### Stated exercise 1
Copy the passage from the forum thread about the garage shade awning word for word, starting at "It was 109 here" up to and including "havasu (Jul 10, 2012)".
### Stated exercise 2
Write the next part of the forum thread about the garage shade awning, continuing on from its final words.

### Reading text

# it ain't done yet.....



## cruzn57 (Jul 9, 2012)

so no BS comments,  LOL
its been so warm, and I want to make a mess outside, so I made up a shade 
awning, attached to trusses,.
this is from all old  material I had lying around, 
need to raise the front some,  then fab new legs for the front, 
will make them  a little nicer.
anyone have any suggestions for column supports or covers for the front  legs?

its been 105 -110  here, and this is the cooler part of AZ!!!!!!!!!
pity them poor fools in lake havasu and Phoenix !  must be over 200  degrees there!!    LOL 

View attachment Rgarage with shade 003.jpg


View attachment Rgarage with shade 005.jpg


View attachment Rgarage with shade 002.jpg


----------



## Chris (Jul 10, 2012)

4 x 4's or steal posts on the front. 

It was 109 here today. I only left the house for a few minutes. I started a new project of repainting my kitchen cabinets and going to tile the counter tops.


----------



## havasu (Jul 10, 2012)

It was 105 in my neck of the woods, but I was swimming at my son's house so all was good.


----------



## ME87 (Jul 10, 2012)

I quit looking at the thermometer about 2 years ago. If I don't know how hot it is outside, it doesn't seem as bad and don't forget it's only a dry heat in AZ


----------



## oldognewtrick (Jul 10, 2012)

### Extracted entries

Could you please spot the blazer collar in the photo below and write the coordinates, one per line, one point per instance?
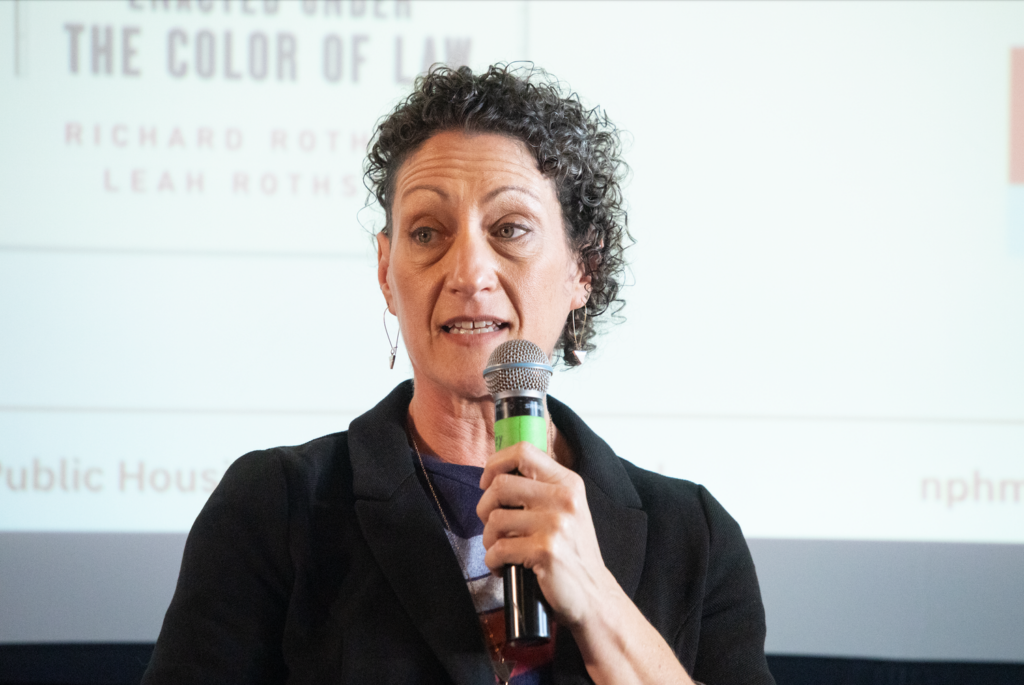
(409, 542)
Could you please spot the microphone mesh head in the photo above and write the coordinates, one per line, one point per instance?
(517, 378)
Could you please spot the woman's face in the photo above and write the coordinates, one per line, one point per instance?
(477, 255)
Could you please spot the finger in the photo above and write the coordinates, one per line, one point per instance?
(512, 523)
(524, 458)
(521, 550)
(511, 491)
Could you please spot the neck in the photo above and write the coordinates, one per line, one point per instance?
(455, 429)
(462, 431)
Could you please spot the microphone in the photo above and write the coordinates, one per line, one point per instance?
(517, 376)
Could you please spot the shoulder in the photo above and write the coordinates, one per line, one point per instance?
(677, 500)
(313, 470)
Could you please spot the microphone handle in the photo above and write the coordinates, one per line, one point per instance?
(527, 616)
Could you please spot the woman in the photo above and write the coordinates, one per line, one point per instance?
(333, 561)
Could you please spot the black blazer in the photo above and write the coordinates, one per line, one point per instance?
(327, 563)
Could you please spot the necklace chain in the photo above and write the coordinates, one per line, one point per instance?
(502, 669)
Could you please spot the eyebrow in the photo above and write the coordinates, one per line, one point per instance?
(432, 188)
(491, 196)
(510, 188)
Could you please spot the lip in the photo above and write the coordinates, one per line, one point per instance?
(452, 330)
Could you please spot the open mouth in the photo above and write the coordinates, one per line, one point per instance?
(473, 328)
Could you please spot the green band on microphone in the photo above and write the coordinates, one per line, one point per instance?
(521, 429)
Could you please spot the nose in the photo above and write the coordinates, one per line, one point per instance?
(473, 263)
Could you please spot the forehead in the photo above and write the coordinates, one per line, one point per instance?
(469, 161)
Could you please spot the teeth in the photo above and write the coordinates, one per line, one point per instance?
(472, 328)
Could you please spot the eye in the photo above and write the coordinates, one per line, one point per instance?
(509, 231)
(423, 234)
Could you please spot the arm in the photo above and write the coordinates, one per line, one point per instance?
(554, 536)
(225, 621)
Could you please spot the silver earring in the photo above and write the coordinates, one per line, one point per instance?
(579, 352)
(394, 346)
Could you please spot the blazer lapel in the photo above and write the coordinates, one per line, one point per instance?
(409, 542)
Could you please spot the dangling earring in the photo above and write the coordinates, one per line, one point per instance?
(394, 346)
(579, 352)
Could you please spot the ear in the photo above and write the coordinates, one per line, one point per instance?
(383, 265)
(581, 287)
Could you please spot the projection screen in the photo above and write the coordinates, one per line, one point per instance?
(824, 323)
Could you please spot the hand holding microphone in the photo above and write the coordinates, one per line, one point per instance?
(539, 523)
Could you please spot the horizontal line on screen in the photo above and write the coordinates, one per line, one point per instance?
(44, 409)
(173, 252)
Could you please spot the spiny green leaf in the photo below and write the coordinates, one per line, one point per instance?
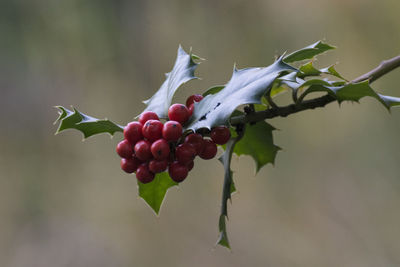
(154, 192)
(246, 86)
(228, 189)
(258, 143)
(350, 92)
(308, 52)
(308, 69)
(332, 71)
(89, 126)
(182, 72)
(213, 90)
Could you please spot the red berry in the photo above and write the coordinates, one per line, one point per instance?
(191, 109)
(160, 149)
(190, 165)
(197, 141)
(130, 165)
(142, 150)
(148, 115)
(152, 130)
(177, 171)
(220, 135)
(133, 132)
(185, 153)
(124, 149)
(172, 131)
(191, 99)
(156, 166)
(179, 113)
(209, 150)
(143, 174)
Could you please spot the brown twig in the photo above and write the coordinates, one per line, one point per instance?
(385, 67)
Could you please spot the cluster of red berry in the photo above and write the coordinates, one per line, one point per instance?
(151, 146)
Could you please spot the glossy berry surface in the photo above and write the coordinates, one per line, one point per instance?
(191, 109)
(179, 113)
(196, 140)
(143, 174)
(130, 165)
(185, 153)
(148, 115)
(124, 149)
(133, 132)
(160, 149)
(220, 135)
(142, 150)
(156, 166)
(193, 98)
(152, 130)
(172, 131)
(209, 150)
(177, 171)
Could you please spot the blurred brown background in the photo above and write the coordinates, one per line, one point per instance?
(332, 198)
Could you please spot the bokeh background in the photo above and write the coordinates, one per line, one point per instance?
(332, 198)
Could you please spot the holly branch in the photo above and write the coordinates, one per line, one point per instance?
(384, 67)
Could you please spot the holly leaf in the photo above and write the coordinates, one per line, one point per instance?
(213, 90)
(153, 193)
(246, 86)
(182, 72)
(308, 52)
(350, 92)
(73, 119)
(227, 190)
(258, 143)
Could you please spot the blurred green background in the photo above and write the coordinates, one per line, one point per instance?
(332, 198)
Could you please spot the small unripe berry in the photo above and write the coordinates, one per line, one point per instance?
(152, 130)
(130, 165)
(142, 150)
(177, 171)
(156, 166)
(160, 149)
(124, 149)
(220, 135)
(196, 140)
(148, 115)
(143, 174)
(172, 131)
(209, 150)
(133, 132)
(179, 113)
(193, 98)
(185, 153)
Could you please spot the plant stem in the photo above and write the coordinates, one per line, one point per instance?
(385, 67)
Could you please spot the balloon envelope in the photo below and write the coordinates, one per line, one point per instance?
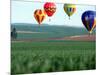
(39, 15)
(89, 20)
(69, 9)
(50, 8)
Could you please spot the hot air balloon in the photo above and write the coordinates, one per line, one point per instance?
(50, 8)
(69, 9)
(89, 20)
(39, 15)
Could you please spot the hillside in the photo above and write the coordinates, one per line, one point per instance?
(46, 31)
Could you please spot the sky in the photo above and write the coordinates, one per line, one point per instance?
(23, 12)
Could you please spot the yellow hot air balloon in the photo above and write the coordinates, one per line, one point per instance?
(69, 9)
(39, 15)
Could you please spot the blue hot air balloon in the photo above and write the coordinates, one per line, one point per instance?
(89, 20)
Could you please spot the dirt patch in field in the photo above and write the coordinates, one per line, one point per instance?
(81, 38)
(28, 32)
(72, 38)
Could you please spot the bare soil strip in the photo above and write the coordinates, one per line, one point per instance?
(72, 38)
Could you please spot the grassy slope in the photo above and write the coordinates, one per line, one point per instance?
(51, 31)
(33, 57)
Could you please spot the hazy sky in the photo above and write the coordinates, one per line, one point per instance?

### Right answer 1
It was 109 here today. I only left the house for a few minutes. I started a new project of repainting my kitchen cabinets and going to tile the counter tops.


----------



## havasu (Jul 10, 2012)

### Right answer 2
I think I would have to put a structure up that would cover that entire concrete pad, just for the shade. It's been 100+ the last couple weeks here and finally cooled off a bit, necessity is the mother of invention, so I understand all to well seeking some relief from the heat. I think you did good on re-purposing materials!


----------



## havasu (Jul 10, 2012)

I know it gets pretty windy out in your parts so I would take some time to really secure that rig to stop it from being a deadly missile!


----------



## cruzn57 (Jul 10, 2012)

thats the air conditioner!!!!

yes we get some winds here,  but it does send the fly's somewhere else!

as you can see in the pic, i have a strap on the front to hold it from exiting my property,  I plan to red head into the concrete, and attach front legs to them.( when I get new legs welded on)
then to doll it up with some kind of useful /nice looking  cover.
probably run an air line out there, and electrical too!

its 8:15am here and 99 degrees,
 evap cooler is runnng, and its 72 inside! :thumbsup:


----------



## Chris (Jul 10, 2012)

Last night was the first time I left the AC on all night.

Have you thought about using PVC fence posts to doll it up when you are done?


----------



## cruzn57 (Jul 10, 2012)

where do you get the PVC covers  REASONABLE!!!!!!

I like that idea!   and water won't hurt them, 
your a pretty fart smeller!


----------



## havasu (Jul 10, 2012)

He is not pretty!


----------



## Chris (Jul 10, 2012)

Who says I am not pretty. My dog loves me.


I know lowes carries the PVC stuff but I don't know what you have near you.


----------



## Chris (Jul 10, 2012)

16 bucks at Lowes

http://www.lowes.com/ProductDisplay...gId=10051&cmRelshp=req&rel=nofollow&cId=PDIO1


----------



## cruzn57 (Jul 10, 2012)

what do you call them ?


----------



## Chris (Jul 10, 2012)

I used their search and searched vinyl fencing or PVC fencing.


----------



## cruzn57 (Jul 12, 2012)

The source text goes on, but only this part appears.